**PROVIDED PASSAGE:**
----
If defendant's testimony is accurate, she was only calling her husband for the purpose of trying to speak to their son, which was permitted under the FRO. According to her testimony, her husband was violating the FRO by refusing to let her speak to the child, and she was attempting to assert her rights under the FRO by making repeated phone calls. Even if she should have anticipated getting into an argument with her husband if she did so, her actions do not constitute a knowing violation of the FRO. Indeed, the verdict in this case only makes sense if the judge actually believed the husband's testimony, but she did not make such a finding. Instead, she concluded that she could not determine which witness was telling the truth. That factual conclusion fatally undermines the defendant's conviction.
----
**DATA EXTRACT:**
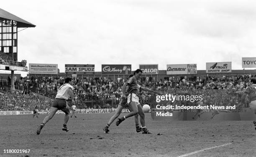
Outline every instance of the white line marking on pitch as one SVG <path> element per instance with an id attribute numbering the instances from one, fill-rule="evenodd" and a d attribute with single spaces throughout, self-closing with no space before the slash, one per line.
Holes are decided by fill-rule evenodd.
----
**THE TASKS:**
A. Output the FRO passage word for word, starting at "If defendant's testimony" and ending at "the defendant's conviction.".
B. Pick up the FRO passage after its final sentence and keep writing it.

**ANSWERS FOR THE EXERCISE:**
A.
If defendant's testimony is accurate, she was only calling her husband for the purpose of trying to speak to their son, which was permitted under the FRO. According to her testimony, her husband was violating the FRO by refusing to let her speak to the child, and she was attempting to assert her rights under the FRO by making repeated phone calls. Even if she should have anticipated getting into an argument with her husband if she did so, her actions do not constitute a knowing violation of the FRO. Indeed, the verdict in this case only makes sense if the judge actually believed the husband's testimony, but she did not make such a finding. Instead, she concluded that she could not determine which witness was telling the truth. That factual conclusion fatally undermines the defendant's conviction.

B.
In State v. Finamore, 338 N.J. Super. 130 (App. Div. 2001), we emphasized the importance of a finding that a defendant intentionally violated a domestic violence FRO, particularly where the FRO is unclear in its prohibitions against contact between the parties:

The trial judge never specifically found that defendant had the requisite state of mind to violate N.J.S.A. 2C:29-9b. Defendant was not charged with violating a restraining order by conduct that constituted "a crime or disorderly persons offense," so it cannot be argued that finding defendant guilty implicitly included a finding of a specific mens rea. Defendant was convicted of the disorderly persons offense of knowingly violating a restraining order. Unfortunately, that finding was made without any real consideration of an essential element of the offense-defendant's state of mind. In light of all the factors we have mentioned, we are satisfied the proofs, as a matter of law, cannot support a finding beyond a reasonable doubt that defendant knowingly violated a restraining order.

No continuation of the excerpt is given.